Finkielkraut expulsé, malaise à Nuit debout

Nuit deboutdossier
La droite et l'extrême droite se servent de cet épisode pour condamner Nuit debout. (Capture d'écran Youtube.)
publié le 17 avril 2016 à 17h45

Les quelques dizaines de béotiens excités qui ont insulté Alain Finkielkraut samedi soir sur la place de la République, ou qui lui ont craché dessus, n'imaginent pas le service qu'ils ont rendu aux adversaires de Nuit debout. Représentent-ils le mouvement, comme le clame une bonne partie de la droite ? Sans doute non. Le philosophe, pendant ce court mais symbolique incident, a été accompagné et protégé par un service d'ordre improvisé. Sur les réseaux sociaux, beaucoup de partisans du mouvement ont condamné l'expulsion honteuse de samedi. Tout partisan sensé de cette expérience nouvelle doit dire : «Je me désolidarise sans nuances de ce comportement.» C'est un fait que les idées constamment défendues dans ses livres et dans tous les studios par Alain Finkielkraut choquent une partie de l'opinion et, a fortiori, les militants de Nuit debout. Rien d'étonnant, au fond, comme l'a indiqué notre journaliste ­Jonathan Bouchet-Petersen sur notre site.

------------------------------------------------

Consigne A:
Traduisez en anglais cette phrase de l'extrait : « Le philosophe, pendant ce court mais symbolique incident, a été accompagné et protégé par un service d'ordre improvisé. »
Consigne B:
Modifiez le passage de l'extrait qui commence par « Finkielkraut expulsé, malaise » et se termine par « (Capture d'écran Youtube.) », en remplaçant « épisode » par « incident ».
La liste provient d'une autre source que l'extrait.

Exemples d'étiquetage de points:
------------------------------------------------

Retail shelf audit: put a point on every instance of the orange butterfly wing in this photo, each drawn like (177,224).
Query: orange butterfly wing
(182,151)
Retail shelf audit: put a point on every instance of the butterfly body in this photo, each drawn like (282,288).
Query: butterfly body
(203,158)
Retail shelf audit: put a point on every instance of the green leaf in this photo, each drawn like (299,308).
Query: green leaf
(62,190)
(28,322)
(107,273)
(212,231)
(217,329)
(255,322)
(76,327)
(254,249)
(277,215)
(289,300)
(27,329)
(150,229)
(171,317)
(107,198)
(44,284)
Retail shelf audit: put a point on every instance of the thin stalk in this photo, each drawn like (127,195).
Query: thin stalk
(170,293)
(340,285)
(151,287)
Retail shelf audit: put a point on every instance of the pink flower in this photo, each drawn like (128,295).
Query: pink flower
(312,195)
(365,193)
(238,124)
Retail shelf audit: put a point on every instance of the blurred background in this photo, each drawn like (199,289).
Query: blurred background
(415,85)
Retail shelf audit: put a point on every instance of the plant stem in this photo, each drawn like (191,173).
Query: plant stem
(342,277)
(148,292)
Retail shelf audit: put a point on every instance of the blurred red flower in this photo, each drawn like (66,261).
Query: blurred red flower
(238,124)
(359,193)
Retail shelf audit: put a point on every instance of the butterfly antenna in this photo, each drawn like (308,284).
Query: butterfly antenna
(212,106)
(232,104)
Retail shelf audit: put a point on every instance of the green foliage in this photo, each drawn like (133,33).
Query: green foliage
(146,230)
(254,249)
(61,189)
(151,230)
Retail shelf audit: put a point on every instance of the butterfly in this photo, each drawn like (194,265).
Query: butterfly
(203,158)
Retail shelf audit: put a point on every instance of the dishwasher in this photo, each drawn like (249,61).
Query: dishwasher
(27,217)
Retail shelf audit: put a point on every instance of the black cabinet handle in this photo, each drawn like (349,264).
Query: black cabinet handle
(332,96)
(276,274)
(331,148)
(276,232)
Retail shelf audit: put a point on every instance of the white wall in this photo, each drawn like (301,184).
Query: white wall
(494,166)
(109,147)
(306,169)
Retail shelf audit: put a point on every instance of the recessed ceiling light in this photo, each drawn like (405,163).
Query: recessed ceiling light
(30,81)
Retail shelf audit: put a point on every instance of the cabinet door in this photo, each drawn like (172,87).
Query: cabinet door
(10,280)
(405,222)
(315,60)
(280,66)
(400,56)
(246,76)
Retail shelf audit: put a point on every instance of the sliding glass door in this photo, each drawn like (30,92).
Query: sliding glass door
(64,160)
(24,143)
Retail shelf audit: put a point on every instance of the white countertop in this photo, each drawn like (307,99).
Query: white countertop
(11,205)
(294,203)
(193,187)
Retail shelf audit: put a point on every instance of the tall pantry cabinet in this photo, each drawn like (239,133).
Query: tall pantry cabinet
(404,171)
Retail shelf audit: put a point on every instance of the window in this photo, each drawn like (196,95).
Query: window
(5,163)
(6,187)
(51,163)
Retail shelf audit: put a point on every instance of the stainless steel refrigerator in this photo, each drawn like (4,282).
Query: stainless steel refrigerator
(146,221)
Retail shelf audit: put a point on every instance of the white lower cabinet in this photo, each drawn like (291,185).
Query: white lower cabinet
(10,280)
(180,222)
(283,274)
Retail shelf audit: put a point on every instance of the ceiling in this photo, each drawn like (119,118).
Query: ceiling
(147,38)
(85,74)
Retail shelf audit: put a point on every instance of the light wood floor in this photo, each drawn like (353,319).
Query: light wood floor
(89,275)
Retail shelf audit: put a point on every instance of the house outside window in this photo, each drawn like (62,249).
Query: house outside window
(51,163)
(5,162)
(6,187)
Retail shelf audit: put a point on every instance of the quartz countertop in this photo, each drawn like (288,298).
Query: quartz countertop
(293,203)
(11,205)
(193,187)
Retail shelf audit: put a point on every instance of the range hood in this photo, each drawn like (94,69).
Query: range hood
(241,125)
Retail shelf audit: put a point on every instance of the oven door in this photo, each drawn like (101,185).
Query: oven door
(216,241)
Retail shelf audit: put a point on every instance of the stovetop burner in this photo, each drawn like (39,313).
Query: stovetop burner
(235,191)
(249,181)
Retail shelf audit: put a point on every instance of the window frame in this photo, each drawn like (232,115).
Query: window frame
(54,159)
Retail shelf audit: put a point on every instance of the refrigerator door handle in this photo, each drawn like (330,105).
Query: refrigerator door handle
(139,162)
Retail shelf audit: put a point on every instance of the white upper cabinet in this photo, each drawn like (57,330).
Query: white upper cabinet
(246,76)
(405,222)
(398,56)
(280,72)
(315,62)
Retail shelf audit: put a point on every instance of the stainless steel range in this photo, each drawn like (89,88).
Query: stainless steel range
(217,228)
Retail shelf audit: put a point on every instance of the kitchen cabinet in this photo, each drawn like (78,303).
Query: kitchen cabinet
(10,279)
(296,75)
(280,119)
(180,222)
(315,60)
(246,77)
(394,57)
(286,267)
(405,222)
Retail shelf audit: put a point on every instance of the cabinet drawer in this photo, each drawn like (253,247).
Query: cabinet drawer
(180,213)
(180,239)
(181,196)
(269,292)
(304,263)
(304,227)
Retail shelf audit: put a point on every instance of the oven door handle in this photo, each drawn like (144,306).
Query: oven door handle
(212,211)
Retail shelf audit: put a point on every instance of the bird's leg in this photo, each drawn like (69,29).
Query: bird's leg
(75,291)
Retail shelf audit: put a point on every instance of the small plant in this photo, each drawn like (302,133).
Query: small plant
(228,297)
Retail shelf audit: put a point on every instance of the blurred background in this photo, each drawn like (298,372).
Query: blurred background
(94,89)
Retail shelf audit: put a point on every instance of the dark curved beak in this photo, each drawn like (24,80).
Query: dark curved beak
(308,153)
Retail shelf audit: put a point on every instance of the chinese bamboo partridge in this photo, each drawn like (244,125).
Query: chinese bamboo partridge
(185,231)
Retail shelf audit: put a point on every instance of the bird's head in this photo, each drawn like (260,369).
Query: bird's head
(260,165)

------------------------------------------------

Résultat A:
During this brief but symbolic incident, the philosopher was accompanied and protected by an improvised security team.

Résultat B:
Finkielkraut expulsé, malaise à Nuit debout

Nuit deboutdossier
La droite et l'extrême droite se servent de cet incident pour condamner Nuit debout. (Capture d'écran Youtube.)